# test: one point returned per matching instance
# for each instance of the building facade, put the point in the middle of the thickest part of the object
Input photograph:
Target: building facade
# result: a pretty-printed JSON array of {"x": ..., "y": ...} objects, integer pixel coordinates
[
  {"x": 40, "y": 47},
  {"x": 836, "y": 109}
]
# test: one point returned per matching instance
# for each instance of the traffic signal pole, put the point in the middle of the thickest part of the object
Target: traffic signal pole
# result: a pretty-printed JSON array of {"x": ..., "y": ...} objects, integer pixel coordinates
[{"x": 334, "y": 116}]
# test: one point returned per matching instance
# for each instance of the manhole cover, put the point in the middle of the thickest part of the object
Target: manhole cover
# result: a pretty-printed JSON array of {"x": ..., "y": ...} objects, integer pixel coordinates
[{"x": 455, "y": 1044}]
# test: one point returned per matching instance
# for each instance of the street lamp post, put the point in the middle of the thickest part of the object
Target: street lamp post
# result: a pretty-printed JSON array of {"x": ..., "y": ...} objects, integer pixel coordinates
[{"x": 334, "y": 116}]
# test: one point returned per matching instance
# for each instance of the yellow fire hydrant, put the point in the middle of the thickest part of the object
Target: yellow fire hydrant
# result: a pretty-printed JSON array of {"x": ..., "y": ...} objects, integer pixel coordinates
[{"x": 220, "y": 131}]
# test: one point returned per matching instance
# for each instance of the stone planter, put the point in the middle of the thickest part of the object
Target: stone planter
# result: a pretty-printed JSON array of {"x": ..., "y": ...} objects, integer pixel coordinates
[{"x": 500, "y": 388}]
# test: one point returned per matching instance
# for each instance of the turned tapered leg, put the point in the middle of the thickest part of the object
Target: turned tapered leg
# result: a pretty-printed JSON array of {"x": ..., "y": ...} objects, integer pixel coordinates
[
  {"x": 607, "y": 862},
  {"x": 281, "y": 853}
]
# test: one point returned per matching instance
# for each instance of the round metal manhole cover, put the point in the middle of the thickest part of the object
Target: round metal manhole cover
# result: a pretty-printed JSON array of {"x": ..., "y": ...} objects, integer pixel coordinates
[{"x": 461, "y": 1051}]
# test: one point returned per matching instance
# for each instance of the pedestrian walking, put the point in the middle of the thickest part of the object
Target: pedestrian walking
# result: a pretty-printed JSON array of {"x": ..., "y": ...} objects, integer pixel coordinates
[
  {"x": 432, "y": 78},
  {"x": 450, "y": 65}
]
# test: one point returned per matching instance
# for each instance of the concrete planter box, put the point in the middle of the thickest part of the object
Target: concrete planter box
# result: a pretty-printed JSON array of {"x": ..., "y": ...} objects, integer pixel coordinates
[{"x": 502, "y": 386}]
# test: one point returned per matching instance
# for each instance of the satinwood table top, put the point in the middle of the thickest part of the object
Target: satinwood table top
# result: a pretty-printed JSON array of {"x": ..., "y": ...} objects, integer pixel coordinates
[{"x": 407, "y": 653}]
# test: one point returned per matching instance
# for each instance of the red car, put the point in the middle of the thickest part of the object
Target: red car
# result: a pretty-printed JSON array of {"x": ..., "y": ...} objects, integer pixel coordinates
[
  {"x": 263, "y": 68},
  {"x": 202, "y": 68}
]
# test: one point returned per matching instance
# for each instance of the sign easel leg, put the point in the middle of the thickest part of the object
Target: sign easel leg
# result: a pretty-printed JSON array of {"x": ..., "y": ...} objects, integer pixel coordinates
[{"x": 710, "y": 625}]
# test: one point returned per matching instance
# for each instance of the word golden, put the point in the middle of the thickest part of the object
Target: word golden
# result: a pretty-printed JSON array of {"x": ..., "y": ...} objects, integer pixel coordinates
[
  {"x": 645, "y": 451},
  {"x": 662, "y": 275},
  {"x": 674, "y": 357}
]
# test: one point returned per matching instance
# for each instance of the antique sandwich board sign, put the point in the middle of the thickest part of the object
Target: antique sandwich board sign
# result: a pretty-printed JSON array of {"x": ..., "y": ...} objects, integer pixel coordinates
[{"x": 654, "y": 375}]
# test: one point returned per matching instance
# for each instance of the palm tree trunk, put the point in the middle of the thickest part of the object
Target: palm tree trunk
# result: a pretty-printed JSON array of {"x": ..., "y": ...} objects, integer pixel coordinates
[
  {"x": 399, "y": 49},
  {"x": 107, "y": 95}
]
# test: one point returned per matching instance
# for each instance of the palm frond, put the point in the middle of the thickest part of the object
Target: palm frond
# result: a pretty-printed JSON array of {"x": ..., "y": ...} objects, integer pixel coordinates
:::
== PROBLEM ==
Write out the material exactly as given.

== WORKED ANSWER ==
# test: one point returned per matching instance
# for each instance of the building facade, put the point in the middle of the thickest part of the object
Input photograph:
Target: building facade
# result: a pretty-printed JSON array of {"x": ..., "y": ...} objects, integer pixel coordinates
[
  {"x": 40, "y": 47},
  {"x": 836, "y": 109}
]
# test: one point returned per matching instance
# for each instance of the traffic signal pole, put the point in the middle of the thickest part of the object
Target: traffic signal pole
# result: a pretty-printed JSON array of {"x": ..., "y": ...} objects, integer pixel coordinates
[{"x": 334, "y": 116}]
# test: one point returned per matching instance
# for each instance of the manhole cover, put the point in the middle of the thickest part of the object
Target: manhole cover
# result: a pretty-printed JSON array of {"x": ..., "y": ...} objects, integer pixel coordinates
[{"x": 455, "y": 1044}]
# test: one point returned per matching instance
# for each instance of the street lamp post, put the point in the middle of the thickest part of the object
Target: street lamp post
# result: a pretty-printed JSON array of {"x": ..., "y": ...} objects, integer pixel coordinates
[{"x": 334, "y": 116}]
# test: one point returned per matching instance
# for each instance of the yellow fire hydrant, put the point in the middle of the thickest part of the object
Target: yellow fire hydrant
# result: a pretty-printed JSON array of {"x": ..., "y": ...} objects, integer pixel coordinates
[{"x": 220, "y": 131}]
# test: one point returned per matching instance
# for each instance of the stone planter, put the point in the middle of the thickest part of the object
Target: stone planter
# result: a pretty-printed JSON array of {"x": ..., "y": ...} objects, integer pixel coordinates
[{"x": 500, "y": 388}]
# test: one point returned per matching instance
# for each instance of the turned tapered leg, put the point in the middle of the thickest part of the object
Target: turned tapered leg
# result: a pretty-printed JSON array of {"x": ..., "y": ...} objects, integer pixel coordinates
[
  {"x": 607, "y": 862},
  {"x": 281, "y": 853}
]
# test: one point returned per matching instance
# for each instance of the round metal manhole cover, put the point in the middle of the thickest part of the object
Target: round metal manhole cover
# result: a pretty-printed JSON array of {"x": ..., "y": ...} objects, integer pixel coordinates
[{"x": 461, "y": 1051}]
# test: one point returned per matching instance
# for each instance of the pedestrian walking, put the point in the middle of the thickest part of the object
Target: pedestrian walking
# result: a pretty-printed JSON array of {"x": ..., "y": ...} objects, integer pixel coordinates
[
  {"x": 432, "y": 78},
  {"x": 450, "y": 65}
]
# test: one point returned per matching instance
# for each instance of the concrete planter box, put the point in the middle of the thickest part of the object
Target: concrete planter box
# result: a pretty-printed JSON array of {"x": ..., "y": ...} objects, integer pixel coordinates
[{"x": 502, "y": 386}]
# test: one point returned per matching instance
# for each instance of the satinwood table top, put the point in the middle of the thickest part of the object
Target: satinwood table top
# result: a pretty-printed JSON array of {"x": ..., "y": ...} objects, integer pixel coordinates
[{"x": 407, "y": 653}]
# test: one point returned per matching instance
# for each instance of the red car, put the point in the middle of the thickest part of the object
Target: red car
# result: a pretty-printed JSON array of {"x": ..., "y": ...} objects, integer pixel coordinates
[
  {"x": 263, "y": 68},
  {"x": 202, "y": 68}
]
# test: one point returned per matching instance
# for each instance of the sign easel leg, put the point in the middle of the thickest part of the object
Target: sign easel leg
# result: a pretty-printed JSON array of {"x": ..., "y": ...} objects, integer pixel coordinates
[{"x": 710, "y": 625}]
# test: one point returned per matching instance
# for each instance of the word golden, put the point in the middle of the thickest part of the object
Target: word golden
# result: a pretty-printed JSON array of {"x": ..., "y": ...} objects, integer pixel coordinates
[
  {"x": 645, "y": 451},
  {"x": 662, "y": 275},
  {"x": 674, "y": 357}
]
# test: one point returned per matching instance
# for each instance of the antique sandwich board sign, put the point in the middle of the thickest part of the object
Target: antique sandwich board sign
# result: a pretty-printed JSON array of {"x": ..., "y": ...} objects, integer pixel coordinates
[{"x": 654, "y": 375}]
# test: one point returned per matching instance
# for each instance of the palm tree trunk, put the point in the middle of the thickest part of the object
Target: palm tree trunk
# result: a pretty-printed JSON array of {"x": ..., "y": ...} objects, integer pixel coordinates
[
  {"x": 399, "y": 49},
  {"x": 107, "y": 95}
]
# test: one point returned per matching instance
# for each instance of the palm frond, put the point in the middle of the thickest part of the object
Target: palm frond
# result: a pretty-printed JSON array of {"x": ..., "y": ...} objects, integer pixel coordinates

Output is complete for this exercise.